* _THE TASKS_:
1/ In the residency notice, rewrite the paragraph beginning "The VANSA Open Office Research Residency Programme" as a bulleted list that keeps its main facts.
2/ According to the residency notice, who initiated the research project "That's What She Said: Women's Voices and Stories in the Visual Arts"?
3/ Write a continuation of the residency notice, starting after its final sentence.

That's What She Said: Women's voices and stories in the Visual Arts

The VANSA Open Office Research Residency Programme in partnership with the National Arts Council invites all Female black artists, writers, arts administrators and arts managers to contribute to the research being conducted on the following topic : The role of black female artists in the Visual Arts.

All activities and events take place at KING KONG Building, 6 Verwey street, New Doornfontein, Johannesburg. In this particular research project initiated by Palesa Motsumi, titled "That's What She Said: Women's Voices and Stories in the Visual Arts, female, Black artists, writers, arts administrators to contribute their stories on being part of the Visual Arts and/or Arts, in general. All research activities and events take place at KING KONG Building, 6 Verwey street, New Doornfontein, Johannesburg.

South African cities today need more spaces where women of colour can gather and speak across geographical, economic, and generational boundaries. The politics surrounding physical spaces reflects a less tangible inequality that permeates South African society: an imbalance within public dialogue. Whose voices are allowed to participate in spaces of conversation, and whose voices are barred?

[Pointing dataset excerpts]
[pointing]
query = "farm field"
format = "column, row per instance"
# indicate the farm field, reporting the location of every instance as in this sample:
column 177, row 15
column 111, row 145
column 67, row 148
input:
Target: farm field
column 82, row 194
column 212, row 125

* _IN RESPONSE_:
1/
- Program: the VANSA Open Office Research Residency Programme
- Partner: the National Arts Council
- Invited: all female Black artists, writers, arts administrators and arts managers
- Purpose: to contribute to research on the role of Black female artists in the Visual Arts

2/ Palesa Motsumi

3/
Female artists, particularly those of colour have increasingly been rendering pieces of work that engage audiences on socio-politcal content, however it is also a problem to not be able to access work or projects created by female artists, particularly, if they are not a Standard Bank Visual Arts Award winners or a recipient of an accolade. Of course, awards and recognition assist in the visibility of one’s work but to what extent? The idea of women in the visual Arts space “doing well” presents an opportunity to explore the notion of black female representation in the Arts.

The premise of the series of events in association with VANSA and the National Arts Council is to (1) document the experiences of black female artists, working in the visual arts, independently as well within the gallery borders. (2) To observe and gather information on the work and the role of art institutions, gallery spaces as well as curators in continuing the discourse on black female artist’s visibility within the visual arts sector.

From 8 - 15 June, female members of the Visual Arts / Arts and Culture in its entirety are invited to come into the VANSA space and contribute their thoughts, imaginations as well as stories through writing. All writing is kept anonymous.

On 12 June 2016, A film screening of 'Free The Nipple' will be on show at the VANSA Space with a debriefing, thereafter.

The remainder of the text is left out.